Exercise task: All entries are to be given again verbatim.

Supplied data:
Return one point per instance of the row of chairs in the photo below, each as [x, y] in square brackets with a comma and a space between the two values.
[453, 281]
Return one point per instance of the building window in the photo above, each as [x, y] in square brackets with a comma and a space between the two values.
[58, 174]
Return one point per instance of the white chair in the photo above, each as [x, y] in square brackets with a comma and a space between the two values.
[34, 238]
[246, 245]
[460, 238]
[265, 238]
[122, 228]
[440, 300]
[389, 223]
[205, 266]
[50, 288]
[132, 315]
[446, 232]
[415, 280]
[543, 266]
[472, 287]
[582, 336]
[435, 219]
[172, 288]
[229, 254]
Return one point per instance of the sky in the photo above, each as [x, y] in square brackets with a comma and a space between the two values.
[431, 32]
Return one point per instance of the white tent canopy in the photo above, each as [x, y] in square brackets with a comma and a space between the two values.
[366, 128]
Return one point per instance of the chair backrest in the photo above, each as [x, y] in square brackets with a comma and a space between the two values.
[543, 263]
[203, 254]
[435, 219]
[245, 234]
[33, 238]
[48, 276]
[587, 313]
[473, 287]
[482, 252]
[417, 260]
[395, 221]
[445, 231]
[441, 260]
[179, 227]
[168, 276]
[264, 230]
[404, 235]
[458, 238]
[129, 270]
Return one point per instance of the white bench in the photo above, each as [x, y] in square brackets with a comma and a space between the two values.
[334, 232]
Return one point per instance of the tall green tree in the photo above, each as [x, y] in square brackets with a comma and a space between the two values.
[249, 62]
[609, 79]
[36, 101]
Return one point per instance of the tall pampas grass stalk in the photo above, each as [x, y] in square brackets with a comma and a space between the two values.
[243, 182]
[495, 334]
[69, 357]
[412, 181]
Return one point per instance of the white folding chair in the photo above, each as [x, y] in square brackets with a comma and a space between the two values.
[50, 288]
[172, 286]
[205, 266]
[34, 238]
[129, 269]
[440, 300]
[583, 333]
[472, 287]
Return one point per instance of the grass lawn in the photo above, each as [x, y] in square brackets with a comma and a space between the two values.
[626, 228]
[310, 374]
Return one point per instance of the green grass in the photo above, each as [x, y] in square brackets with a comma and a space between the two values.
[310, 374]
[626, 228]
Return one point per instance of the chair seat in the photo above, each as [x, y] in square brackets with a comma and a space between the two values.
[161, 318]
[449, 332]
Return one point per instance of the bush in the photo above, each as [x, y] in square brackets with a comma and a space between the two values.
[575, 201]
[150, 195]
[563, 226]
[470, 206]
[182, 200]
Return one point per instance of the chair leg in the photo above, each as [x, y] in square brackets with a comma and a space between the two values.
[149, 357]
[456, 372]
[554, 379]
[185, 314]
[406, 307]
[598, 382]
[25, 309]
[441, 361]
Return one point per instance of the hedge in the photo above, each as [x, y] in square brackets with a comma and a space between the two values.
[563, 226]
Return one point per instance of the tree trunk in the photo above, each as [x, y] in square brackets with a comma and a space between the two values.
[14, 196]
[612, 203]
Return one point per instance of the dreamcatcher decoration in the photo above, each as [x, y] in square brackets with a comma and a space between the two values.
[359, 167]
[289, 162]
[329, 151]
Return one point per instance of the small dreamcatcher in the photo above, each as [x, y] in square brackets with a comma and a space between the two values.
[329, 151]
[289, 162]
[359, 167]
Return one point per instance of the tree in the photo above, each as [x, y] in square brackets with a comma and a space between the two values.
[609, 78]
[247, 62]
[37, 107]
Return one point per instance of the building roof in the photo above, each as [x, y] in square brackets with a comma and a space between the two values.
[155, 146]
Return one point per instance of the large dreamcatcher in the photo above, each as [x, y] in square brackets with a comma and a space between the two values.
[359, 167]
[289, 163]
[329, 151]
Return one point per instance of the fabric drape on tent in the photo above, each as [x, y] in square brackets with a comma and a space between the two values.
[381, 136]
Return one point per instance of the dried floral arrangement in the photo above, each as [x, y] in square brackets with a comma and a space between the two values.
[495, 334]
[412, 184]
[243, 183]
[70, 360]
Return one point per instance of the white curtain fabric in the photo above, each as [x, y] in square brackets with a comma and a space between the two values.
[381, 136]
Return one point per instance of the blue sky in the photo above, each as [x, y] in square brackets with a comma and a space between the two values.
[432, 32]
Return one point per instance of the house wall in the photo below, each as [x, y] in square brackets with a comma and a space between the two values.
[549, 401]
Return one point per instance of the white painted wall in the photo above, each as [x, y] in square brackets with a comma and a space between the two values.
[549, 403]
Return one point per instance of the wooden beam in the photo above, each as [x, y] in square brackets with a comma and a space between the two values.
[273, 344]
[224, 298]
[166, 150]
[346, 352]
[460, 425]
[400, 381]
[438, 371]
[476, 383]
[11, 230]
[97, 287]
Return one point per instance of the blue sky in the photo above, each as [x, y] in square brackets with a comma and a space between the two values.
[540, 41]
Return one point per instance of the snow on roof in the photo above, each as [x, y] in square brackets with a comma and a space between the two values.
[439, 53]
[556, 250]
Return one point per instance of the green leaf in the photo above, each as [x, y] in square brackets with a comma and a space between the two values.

Response to this exercise:
Return one point per instance of the row of chairs in the photo below, each as [x, y] in square brackets with a comma and a space between the two values.
[453, 281]
Return one point per instance of the building window in the photo above, each as [x, y] in square brackets with a comma and a space between the two values.
[58, 174]
Return one point per instance of the white chair in the photo above, each as [x, y] in square brackets with a comma and a space between the two values.
[34, 238]
[246, 245]
[460, 238]
[265, 238]
[122, 228]
[440, 300]
[389, 223]
[205, 266]
[50, 288]
[132, 315]
[446, 232]
[415, 280]
[543, 266]
[472, 287]
[582, 336]
[435, 219]
[172, 288]
[229, 254]
Return one point per instance of the sky in the photo above, each as [x, y] in square brackets with a comma and a space between the two values.
[431, 32]
Return one point per instance of the white tent canopy in the photo above, each as [x, y] in square brackets with a comma and a space between the two values.
[366, 128]
Return one point per instance of the chair backrest in the photo above, each as [x, y] in square brackets with a comma and a space between the two values.
[543, 263]
[203, 254]
[435, 219]
[245, 234]
[33, 238]
[48, 276]
[587, 313]
[473, 287]
[482, 252]
[417, 260]
[395, 221]
[445, 231]
[441, 260]
[179, 227]
[168, 276]
[264, 230]
[404, 235]
[458, 238]
[129, 270]
Return one point per instance of the white bench in the photo above, each as [x, y] in square brackets with a comma and a space between the two values.
[334, 232]
Return one point per instance of the tall green tree in the photo above, each as [x, y] in square brackets with a comma and a space between the two values.
[249, 62]
[609, 79]
[36, 101]
Return one point per instance of the tall pampas grass stalk in the photo above, each as [x, y] in square brackets with a comma and a space between the two values.
[243, 182]
[495, 334]
[69, 357]
[412, 181]
Return one point per instance of the white folding chair in the photo above, each as [x, y] in square brackets with a comma and a space between the two values.
[50, 288]
[172, 286]
[205, 266]
[34, 238]
[129, 269]
[440, 300]
[583, 333]
[472, 287]
Return one point per instance of the grass lawn in the photo above, each as [x, y] in square brackets with a comma and a space between the two values.
[626, 228]
[310, 374]
Return one point per instance of the green grass in the photo above, each as [x, y] in square brackets with a comma and a space between the two values.
[310, 374]
[626, 228]
Return one point per instance of the chair seat in the photo above, each as [x, y] in square brackets with a comma and a space between the two values.
[161, 318]
[449, 332]
Return one point per instance of the bush in the photo above, each as [x, y] in square brackets with a comma and a space between the two values.
[575, 201]
[150, 195]
[563, 226]
[470, 206]
[182, 200]
Return one point per instance of the chair leg in the photo above, each as [x, y] in square brackets with a comma and a space between the two values.
[149, 357]
[456, 372]
[554, 379]
[185, 314]
[406, 307]
[598, 382]
[25, 309]
[441, 361]
Return one point per instance of the hedge in the photo above, each as [x, y] in square brackets with a comma and a space between the two values.
[563, 226]
Return one point per instance of the tree trunk in the photo above, each as [x, y] in square brackets with a comma and a space between the two values.
[14, 196]
[612, 203]
Return one point per instance of the dreamcatcher decoration in the photo above, each as [x, y] in square brackets with a comma and a space between the two values.
[359, 167]
[289, 162]
[329, 151]
Return one point per instance of the small dreamcatcher in the photo above, each as [x, y] in square brackets with a comma and a space between the two values.
[329, 151]
[289, 162]
[359, 167]
Return one point per instance of the tree in the photo above, each as [x, y] in square brackets with a comma and a space between the two values.
[609, 78]
[247, 62]
[37, 107]
Return one point per instance of the building roof in the photo above, each as [x, y] in square brackets with a comma and a space between the two values.
[155, 146]
Return one point per instance of the large dreamcatcher in the photo above, each as [x, y] in square brackets with a comma and a space between the two values.
[359, 167]
[289, 163]
[329, 151]
Return one point per instance of the fabric drape on tent in the photo above, each as [x, y] in square brackets with a comma and a space between the two values.
[381, 136]
Return one point per instance of the dried floral arrangement in the photo above, each as [x, y] in square brackets with a comma and a space between the two values.
[495, 334]
[412, 184]
[243, 183]
[70, 360]
Return one point per instance of the white curtain fabric in the photo above, each as [x, y] in square brackets with a comma and a space between the two values.
[381, 136]
Return one point per instance of the blue sky in the photo above, each as [x, y] in square brackets with a comma and a space between the two values.
[432, 32]
Return one point per instance of the house wall in the photo below, each as [x, y] in square brackets with a comma and a space between the two values.
[549, 401]
Return one point per instance of the white painted wall in the photo above, each as [x, y] in square brackets with a comma and a space between the two values.
[549, 403]
Return one point per instance of the wooden beam in the photo above, each as [x, y] in square brackets with a comma and a space between the two values.
[273, 344]
[224, 298]
[166, 150]
[346, 352]
[460, 425]
[400, 381]
[438, 371]
[476, 383]
[11, 230]
[97, 287]
Return one point per instance of the blue sky in the photo above, each as [x, y] in square brackets with a comma and a space between the two values.
[540, 41]
Return one point per instance of the snow on roof in the photo above, each as [x, y] in square brackets with a comma and a space between the two values.
[439, 53]
[556, 250]
Return one point per instance of the green leaf in the photo above, each as [x, y] in square brackets with a comma and a space between the two values.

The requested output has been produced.